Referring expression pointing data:
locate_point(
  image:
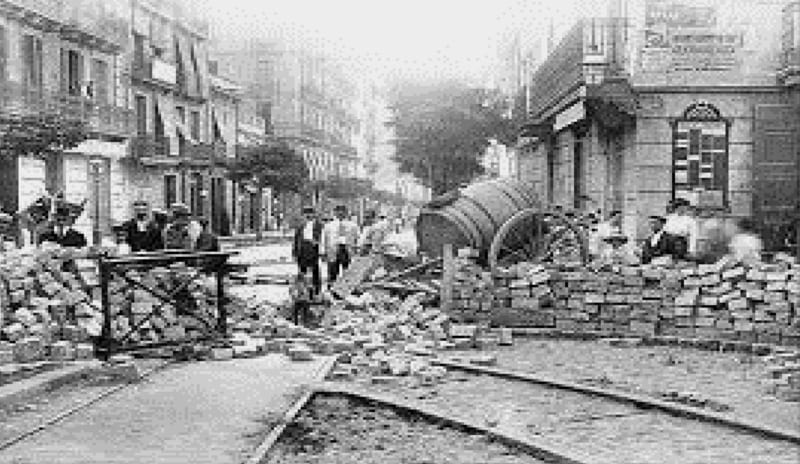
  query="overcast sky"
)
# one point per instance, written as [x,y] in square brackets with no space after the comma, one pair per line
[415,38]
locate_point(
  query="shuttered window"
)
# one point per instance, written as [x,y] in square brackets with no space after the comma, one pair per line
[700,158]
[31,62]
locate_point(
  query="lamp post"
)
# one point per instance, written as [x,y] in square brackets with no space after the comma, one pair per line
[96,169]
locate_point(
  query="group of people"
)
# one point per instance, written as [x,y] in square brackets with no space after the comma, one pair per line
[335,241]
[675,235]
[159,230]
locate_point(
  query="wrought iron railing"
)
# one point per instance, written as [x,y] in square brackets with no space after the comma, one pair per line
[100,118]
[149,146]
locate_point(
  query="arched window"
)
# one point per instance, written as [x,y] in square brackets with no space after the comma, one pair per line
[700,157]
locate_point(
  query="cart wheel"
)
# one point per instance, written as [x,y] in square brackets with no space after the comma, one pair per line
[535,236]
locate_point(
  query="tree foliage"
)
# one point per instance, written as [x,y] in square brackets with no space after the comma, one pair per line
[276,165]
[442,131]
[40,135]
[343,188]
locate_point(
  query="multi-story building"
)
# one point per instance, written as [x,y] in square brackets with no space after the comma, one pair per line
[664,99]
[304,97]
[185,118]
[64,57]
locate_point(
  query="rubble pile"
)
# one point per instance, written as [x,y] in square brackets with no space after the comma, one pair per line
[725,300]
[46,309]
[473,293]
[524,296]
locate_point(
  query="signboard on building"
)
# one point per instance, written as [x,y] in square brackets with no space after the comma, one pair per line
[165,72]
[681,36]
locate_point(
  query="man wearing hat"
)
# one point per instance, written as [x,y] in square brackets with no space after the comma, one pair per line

...

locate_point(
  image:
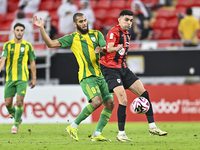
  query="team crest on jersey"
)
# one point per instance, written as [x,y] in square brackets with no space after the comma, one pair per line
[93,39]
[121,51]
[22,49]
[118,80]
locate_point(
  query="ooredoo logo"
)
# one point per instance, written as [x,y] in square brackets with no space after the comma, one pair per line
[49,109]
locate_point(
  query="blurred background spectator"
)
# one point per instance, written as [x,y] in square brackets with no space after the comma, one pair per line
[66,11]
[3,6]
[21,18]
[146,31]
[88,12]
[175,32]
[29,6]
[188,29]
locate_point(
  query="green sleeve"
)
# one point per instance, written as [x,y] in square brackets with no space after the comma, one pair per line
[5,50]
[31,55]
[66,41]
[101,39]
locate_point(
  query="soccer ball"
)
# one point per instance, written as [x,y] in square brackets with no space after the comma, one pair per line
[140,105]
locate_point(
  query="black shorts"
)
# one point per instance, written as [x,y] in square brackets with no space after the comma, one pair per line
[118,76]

...

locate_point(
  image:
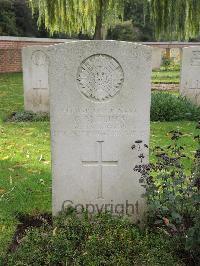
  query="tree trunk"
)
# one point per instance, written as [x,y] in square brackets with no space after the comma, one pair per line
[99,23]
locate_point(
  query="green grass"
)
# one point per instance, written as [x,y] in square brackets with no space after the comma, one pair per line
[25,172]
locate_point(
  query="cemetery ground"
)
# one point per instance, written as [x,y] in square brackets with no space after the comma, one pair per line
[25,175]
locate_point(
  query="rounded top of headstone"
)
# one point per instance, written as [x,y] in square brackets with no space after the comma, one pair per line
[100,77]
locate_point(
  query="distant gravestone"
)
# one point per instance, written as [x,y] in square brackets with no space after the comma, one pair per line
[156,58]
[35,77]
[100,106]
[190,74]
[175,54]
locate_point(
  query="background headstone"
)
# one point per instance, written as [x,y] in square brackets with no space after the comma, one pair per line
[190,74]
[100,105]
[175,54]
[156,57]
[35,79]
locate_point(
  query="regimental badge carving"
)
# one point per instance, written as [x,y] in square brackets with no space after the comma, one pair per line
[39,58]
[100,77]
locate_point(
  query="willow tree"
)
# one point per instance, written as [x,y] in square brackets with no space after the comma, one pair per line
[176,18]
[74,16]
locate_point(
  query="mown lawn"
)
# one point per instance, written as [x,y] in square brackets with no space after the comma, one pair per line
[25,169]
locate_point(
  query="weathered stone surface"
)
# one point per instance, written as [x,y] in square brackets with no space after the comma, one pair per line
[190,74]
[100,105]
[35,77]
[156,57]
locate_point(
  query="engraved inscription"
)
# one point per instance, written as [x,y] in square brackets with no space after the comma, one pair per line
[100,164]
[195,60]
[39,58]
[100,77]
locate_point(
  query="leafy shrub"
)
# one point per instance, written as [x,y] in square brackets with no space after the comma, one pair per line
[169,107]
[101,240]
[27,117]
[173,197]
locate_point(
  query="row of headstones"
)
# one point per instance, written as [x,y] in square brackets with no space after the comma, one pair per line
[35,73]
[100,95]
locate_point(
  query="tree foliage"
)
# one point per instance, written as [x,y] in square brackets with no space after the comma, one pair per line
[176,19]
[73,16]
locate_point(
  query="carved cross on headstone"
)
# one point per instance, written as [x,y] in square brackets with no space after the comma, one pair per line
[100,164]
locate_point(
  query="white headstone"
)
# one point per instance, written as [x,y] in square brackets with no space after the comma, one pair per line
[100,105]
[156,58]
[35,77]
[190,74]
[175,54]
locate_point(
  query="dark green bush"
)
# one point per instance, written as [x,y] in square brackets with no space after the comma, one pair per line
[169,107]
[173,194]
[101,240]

_Task prompt_. All lines above holding the word "window" make up the answer; copy each one.

_Output for this exercise_.
  query="shuttered window"
  query="arched window"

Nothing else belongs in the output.